### Input data
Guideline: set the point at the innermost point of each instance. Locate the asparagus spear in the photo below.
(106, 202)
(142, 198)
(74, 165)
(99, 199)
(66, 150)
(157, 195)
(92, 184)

### Written exercise
Quote all of the records above word for word, without any alteration.

### Written solution
Guideline: set the point at the innermost point of each instance. Locate the asparagus spear in the photo below.
(106, 202)
(142, 198)
(74, 165)
(99, 199)
(66, 150)
(157, 195)
(92, 184)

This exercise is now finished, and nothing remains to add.